EXERCISE TASK A: In the blog post below on centering race in Colorado health equity advocacy, which four nested spheres of influence did the Racial Equity Team identify?

TEXT BLOCK:
▬▬▬

Lessons Learned from a Multilevel Capacity-Building Approach to Center Race in Health Equity Advocacy in Colorado

  • By Allison Neswood, Felisa Gonzales, Rachel Estrella, August 19, 2019

With support from The Colorado Trust, a Cohort of 18 community organizing, direct service, and policy advocacy organizations are working to build a field of advocates that are capable of advancing systems changes that improve health equity in Colorado. This blog post describes a multilevel framework developed by the Cohort’s Racial Equity Team (“the Team”) to build the field’s capacity to understand and advance racial equity. We briefly describe these capacity-building efforts and highlight lessons learned through their implementation. We encourage readers to consult a recently released learning paper for more information.

The Cohort members believe that racist practices have negatively impacted the health of Coloradans for too long and that resistance to acknowledging racism’s continued salience has allowed racism to persist. As a result, the Cohort has decided to center race in its field-building efforts. This ultimately means, as one cohort member shared, that “you’re acknowledging and accepting that race plays a big role in any type of equity conversation” and that “it’s the foundation where you need to start.”

Lesson #1: Explicitly naming and centering race in health equity advocacy is important to assuring that race and racism do not get pushed aside in equity-focused efforts.

To keep racial equity at the center of the Cohort’s health equity field-building efforts, the Team identified four nested spheres of influence: individual Cohort members, Cohort organizations, Cohort partners, and the larger health equity advocacy field (see figure below). Then the Team identified ways in which they could build racial equity capacity within each of the spheres.

▬▬▬

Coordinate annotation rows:
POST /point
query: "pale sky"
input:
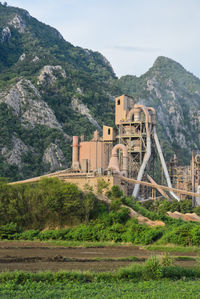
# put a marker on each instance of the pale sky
(131, 34)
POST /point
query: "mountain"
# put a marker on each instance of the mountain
(51, 90)
(175, 94)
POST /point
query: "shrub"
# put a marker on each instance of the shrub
(152, 268)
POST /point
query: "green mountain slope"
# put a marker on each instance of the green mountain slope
(51, 90)
(175, 93)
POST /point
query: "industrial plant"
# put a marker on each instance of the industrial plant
(126, 155)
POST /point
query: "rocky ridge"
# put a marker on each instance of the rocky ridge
(48, 88)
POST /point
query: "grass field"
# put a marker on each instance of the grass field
(146, 289)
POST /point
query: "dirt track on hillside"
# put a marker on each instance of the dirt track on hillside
(35, 256)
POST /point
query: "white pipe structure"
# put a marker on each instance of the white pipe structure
(148, 148)
(162, 159)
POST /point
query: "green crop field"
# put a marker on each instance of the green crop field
(145, 289)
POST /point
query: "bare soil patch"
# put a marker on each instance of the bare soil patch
(36, 256)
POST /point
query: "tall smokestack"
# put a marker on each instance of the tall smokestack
(75, 160)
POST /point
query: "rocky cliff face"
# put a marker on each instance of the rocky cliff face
(47, 88)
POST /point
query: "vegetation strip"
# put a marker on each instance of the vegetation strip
(153, 268)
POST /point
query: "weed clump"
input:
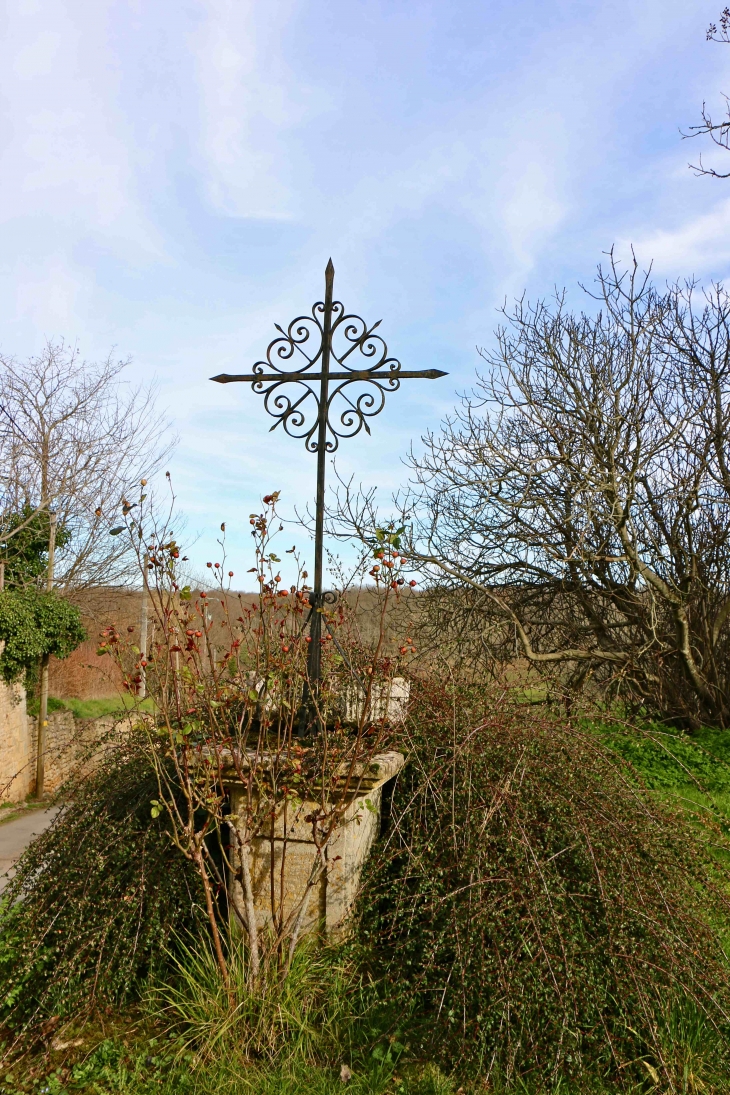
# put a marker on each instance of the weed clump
(89, 917)
(546, 918)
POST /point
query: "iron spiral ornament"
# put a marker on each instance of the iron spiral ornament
(324, 376)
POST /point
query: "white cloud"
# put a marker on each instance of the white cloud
(250, 103)
(698, 246)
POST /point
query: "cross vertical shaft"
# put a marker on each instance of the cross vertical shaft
(348, 352)
(314, 658)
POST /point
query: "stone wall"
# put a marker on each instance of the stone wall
(16, 749)
(72, 745)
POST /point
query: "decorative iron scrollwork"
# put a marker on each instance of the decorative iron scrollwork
(289, 395)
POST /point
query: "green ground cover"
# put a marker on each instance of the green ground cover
(142, 1050)
(93, 709)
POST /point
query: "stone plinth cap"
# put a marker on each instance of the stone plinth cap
(365, 775)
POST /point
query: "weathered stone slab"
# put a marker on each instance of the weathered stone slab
(285, 857)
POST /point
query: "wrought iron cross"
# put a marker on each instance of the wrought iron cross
(334, 411)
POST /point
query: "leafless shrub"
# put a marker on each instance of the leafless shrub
(575, 511)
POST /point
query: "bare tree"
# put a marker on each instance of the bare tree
(718, 131)
(76, 438)
(576, 509)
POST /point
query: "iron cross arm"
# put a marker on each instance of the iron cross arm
(230, 378)
(322, 407)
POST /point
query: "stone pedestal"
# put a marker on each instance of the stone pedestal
(290, 844)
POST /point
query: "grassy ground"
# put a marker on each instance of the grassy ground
(139, 1053)
(92, 709)
(690, 770)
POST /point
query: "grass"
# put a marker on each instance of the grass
(690, 770)
(93, 709)
(297, 1044)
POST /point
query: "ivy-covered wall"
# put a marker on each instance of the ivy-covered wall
(16, 746)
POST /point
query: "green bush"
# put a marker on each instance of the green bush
(32, 625)
(547, 919)
(90, 913)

▬▬▬

EXERCISE TASK B: How many lines in the rows above contain the string "grassy", with case counting? Reply with only the number.

EXPECTED ANSWER A: Individual Cohort members, Cohort organizations, Cohort partners, and the larger health equity advocacy field.

EXPECTED ANSWER B: 2